La destrucción por el fuego tiene un alto valor simbólico: aniquilamiento y purificación. Las piras sacrificiales, las hogueras de la Inquisición, la Roma incendiada de Nerón, son ejemplos históricamente emblemáticos y en el mundo contemporáneo las quemas han acompañado casi siempre los grandes momentos de ruptura social. Para los españoles, el más inmediato, la Guerra Civil de 1936. Incendiar es dar cuerpo, espectacularizar una revancha rabiosa que se vive no sólo como legítima, sino como necesaria. Esta práctica corresponde, por lo demás, a dimensiones esenciales de la sociedad mediática de masa. ¿Cabe comunicación más eficaz que la de una siembra de hogueras ardiendo en la noche urbana? Su aparición no es de hoy, ni tampoco su capacidad de difusión y de contagio. En los últimos 30 años hemos asistido en Francia a una secuencia constante aunque discontinua de estallidos sociales encarnados en el fuego. El holocausto de coches y edificios públicos, como instrumento privilegiado de la revuelta a que se han entregado, durante las dos últimas semanas, grupos de jóvenes airados, desde la marginalidad de sus guetos es plenamente coherente con la implacable segregación de que son objeto. Segregación que es consecuencia de un ejercicio de exclusión que los expulsa de los grandes ámbitos de la sociedad. Exclusión, antes que nada económica y laboral, que hace que si la tasa media de paro en Francia oscila hoy alrededor del 9%, en los barrios llamados púdicamente sensibles se establece en el 30%, y para determinada categoría de jóvenes, sin diplomas y de familias obreras, supera el 50%.

> _OBJETIVO_: Enumere los ejemplos que el fragmento sobre la destrucción por el fuego califica de históricamente emblemáticos.

> _MATERIAL PROPORCIONADO_:

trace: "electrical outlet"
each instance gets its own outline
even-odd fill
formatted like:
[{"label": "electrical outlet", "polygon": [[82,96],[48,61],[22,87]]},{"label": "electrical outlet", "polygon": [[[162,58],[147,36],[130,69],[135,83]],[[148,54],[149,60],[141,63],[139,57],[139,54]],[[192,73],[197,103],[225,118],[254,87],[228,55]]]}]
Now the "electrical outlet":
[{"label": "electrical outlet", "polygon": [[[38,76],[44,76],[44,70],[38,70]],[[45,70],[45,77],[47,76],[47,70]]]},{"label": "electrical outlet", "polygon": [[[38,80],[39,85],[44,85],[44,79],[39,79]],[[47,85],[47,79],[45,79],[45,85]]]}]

==

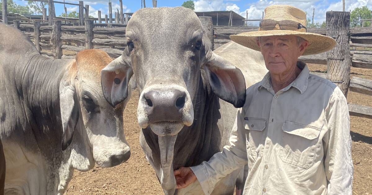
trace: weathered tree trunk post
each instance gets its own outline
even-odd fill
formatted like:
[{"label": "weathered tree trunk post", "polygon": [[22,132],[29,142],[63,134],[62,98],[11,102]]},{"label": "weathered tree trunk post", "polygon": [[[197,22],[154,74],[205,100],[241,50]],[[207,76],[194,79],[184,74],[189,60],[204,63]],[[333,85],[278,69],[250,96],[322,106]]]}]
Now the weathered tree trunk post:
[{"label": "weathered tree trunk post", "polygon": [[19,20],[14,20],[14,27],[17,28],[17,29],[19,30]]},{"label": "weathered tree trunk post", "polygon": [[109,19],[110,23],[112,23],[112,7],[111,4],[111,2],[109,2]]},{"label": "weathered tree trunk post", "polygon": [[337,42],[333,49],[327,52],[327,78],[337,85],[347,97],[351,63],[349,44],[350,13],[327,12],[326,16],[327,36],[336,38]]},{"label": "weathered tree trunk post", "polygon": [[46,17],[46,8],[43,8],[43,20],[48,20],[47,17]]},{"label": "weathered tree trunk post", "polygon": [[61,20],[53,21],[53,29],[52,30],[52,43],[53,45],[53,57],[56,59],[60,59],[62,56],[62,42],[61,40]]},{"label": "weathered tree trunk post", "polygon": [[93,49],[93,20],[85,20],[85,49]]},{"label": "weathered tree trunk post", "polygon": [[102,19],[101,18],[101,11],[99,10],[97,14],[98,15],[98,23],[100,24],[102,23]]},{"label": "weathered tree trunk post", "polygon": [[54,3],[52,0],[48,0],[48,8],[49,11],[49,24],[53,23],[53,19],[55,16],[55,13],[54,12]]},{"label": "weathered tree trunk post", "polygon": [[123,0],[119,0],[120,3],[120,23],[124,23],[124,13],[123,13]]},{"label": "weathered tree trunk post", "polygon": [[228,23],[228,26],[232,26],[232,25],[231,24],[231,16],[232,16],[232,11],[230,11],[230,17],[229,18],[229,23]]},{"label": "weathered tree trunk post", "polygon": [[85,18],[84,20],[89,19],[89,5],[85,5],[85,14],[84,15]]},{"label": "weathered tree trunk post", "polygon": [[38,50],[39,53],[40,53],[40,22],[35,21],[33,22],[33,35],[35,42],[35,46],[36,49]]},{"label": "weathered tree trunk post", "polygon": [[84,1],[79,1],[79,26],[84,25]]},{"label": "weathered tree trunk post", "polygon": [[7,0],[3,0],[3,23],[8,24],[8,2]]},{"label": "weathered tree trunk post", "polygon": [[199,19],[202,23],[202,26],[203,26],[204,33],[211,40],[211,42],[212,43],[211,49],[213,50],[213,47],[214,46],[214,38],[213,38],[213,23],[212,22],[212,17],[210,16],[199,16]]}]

> _RESPUESTA_:
- Las piras sacrificiales
- Las hogueras de la Inquisición
- La Roma incendiada de Nerón